**WHAT THE EXERCISE ASKS**
An exact copy of all the entries is what is needed here.

[Extracted data entries]
=====

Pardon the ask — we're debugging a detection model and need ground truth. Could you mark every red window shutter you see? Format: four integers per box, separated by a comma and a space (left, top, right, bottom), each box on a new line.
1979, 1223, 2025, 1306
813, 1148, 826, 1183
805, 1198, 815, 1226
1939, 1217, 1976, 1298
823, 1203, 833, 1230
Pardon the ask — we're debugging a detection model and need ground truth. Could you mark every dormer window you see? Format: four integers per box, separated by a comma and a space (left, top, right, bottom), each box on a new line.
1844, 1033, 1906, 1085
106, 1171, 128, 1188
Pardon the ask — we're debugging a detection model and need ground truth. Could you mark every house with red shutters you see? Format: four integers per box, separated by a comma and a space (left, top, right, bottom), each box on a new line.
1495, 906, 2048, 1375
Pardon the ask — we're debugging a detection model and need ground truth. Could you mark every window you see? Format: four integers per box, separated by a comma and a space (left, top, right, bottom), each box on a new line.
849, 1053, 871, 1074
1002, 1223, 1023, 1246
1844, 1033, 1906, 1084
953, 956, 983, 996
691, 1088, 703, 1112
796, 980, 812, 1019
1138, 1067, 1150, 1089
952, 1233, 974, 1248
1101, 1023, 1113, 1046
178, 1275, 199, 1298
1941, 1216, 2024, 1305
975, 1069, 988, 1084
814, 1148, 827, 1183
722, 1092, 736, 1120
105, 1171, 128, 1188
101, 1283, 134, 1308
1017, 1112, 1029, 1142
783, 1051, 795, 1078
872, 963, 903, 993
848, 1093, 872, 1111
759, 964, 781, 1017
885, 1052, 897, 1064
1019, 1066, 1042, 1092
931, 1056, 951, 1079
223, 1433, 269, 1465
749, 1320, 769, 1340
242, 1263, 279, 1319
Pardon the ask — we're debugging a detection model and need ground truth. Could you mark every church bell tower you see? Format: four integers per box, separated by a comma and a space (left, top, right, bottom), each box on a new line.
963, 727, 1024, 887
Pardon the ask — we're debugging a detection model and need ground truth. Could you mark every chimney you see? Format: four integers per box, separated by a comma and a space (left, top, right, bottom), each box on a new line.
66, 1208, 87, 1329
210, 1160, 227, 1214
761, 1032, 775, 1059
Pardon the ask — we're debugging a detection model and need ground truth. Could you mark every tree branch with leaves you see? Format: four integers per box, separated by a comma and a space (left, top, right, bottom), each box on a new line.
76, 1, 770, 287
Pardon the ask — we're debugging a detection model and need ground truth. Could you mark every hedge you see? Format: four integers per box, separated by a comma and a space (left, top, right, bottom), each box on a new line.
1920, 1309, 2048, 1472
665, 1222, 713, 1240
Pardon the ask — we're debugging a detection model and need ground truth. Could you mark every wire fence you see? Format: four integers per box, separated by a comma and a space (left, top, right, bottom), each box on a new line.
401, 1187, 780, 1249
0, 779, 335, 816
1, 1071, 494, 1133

=====

**TASK OUTPUT**
Pardon the ask — we're debugging a detection model and need ground truth. Could you mark every red window shutter you see? Format: four integers per box, separated by a comma and a space (left, top, right, bottom), each box on a new line.
1979, 1223, 2025, 1306
813, 1148, 826, 1183
805, 1198, 815, 1226
1939, 1217, 1976, 1298
823, 1203, 833, 1230
Pardon the ask — we're debugging a detection model and need ground truth. Could you mark every dormer window you see? Format: four integers per box, separated by a comma and a space (left, top, right, bottom), each box on a new line.
1844, 1033, 1906, 1085
106, 1171, 128, 1188
Pardon the ask — we're debugging a detection model and need ground truth. Could you mark every house with red shutters you see? Format: four integers per box, separated by a comma and a space (left, top, right, bottom), each box on a new line.
1495, 906, 2048, 1375
Pardon the ask — we're debugging a detection model and need ground truth. Could you mark every window you see? Format: four integers per box, separated by a comma and a space (left, top, right, bottom), each box on a new line.
849, 1053, 871, 1074
1002, 1223, 1023, 1246
1844, 1033, 1906, 1084
953, 956, 983, 996
691, 1088, 703, 1112
796, 980, 812, 1019
1138, 1067, 1150, 1089
952, 1233, 974, 1248
1101, 1023, 1113, 1046
178, 1275, 199, 1298
1941, 1216, 2024, 1305
975, 1069, 988, 1084
814, 1148, 827, 1183
722, 1092, 736, 1120
105, 1171, 128, 1188
101, 1283, 134, 1308
1017, 1112, 1029, 1142
783, 1051, 795, 1078
872, 963, 903, 993
848, 1093, 872, 1111
759, 964, 781, 1017
885, 1052, 897, 1064
1019, 1066, 1042, 1092
931, 1056, 951, 1079
223, 1433, 269, 1465
749, 1320, 769, 1340
242, 1263, 279, 1319
Pardon the ask — we're debugging a detection model and need ground truth. Could you mark every church bell tower you see? Format: four integers per box, separated by a comma and a space (left, top, right, bottom), each box on a new line.
963, 727, 1024, 887
Pardon the ask — we're debugging a detection model and need ground truth. Could you mark every chimney you see? Format: four integers per box, separated by a comma and a space (left, top, right, bottom), each box on a new line.
66, 1208, 87, 1329
210, 1160, 227, 1214
761, 1032, 775, 1059
Pardon the ask — we're debugging a detection model and need ground truth. Could you mark every tree branch with leaves you see? Format: four integers per box, separated by a comma and a space (left, top, right, bottom), each box on a new line.
76, 1, 770, 287
Pardon the ask — we're debugging a detection model and need ground truth. Could you mark every hedge you see? Format: four integers per box, separated by a comma and a space (left, top, right, bottom), each box on a new line.
1920, 1309, 2048, 1472
665, 1222, 713, 1240
Pardon the ask — we're debugging a detection model and need ground truth. Could you mark every wire fence you see? Format: four integers per box, separated by a comma and a space (left, top, right, bottom), each box on a new line.
401, 1187, 780, 1249
0, 779, 335, 816
1, 1071, 494, 1133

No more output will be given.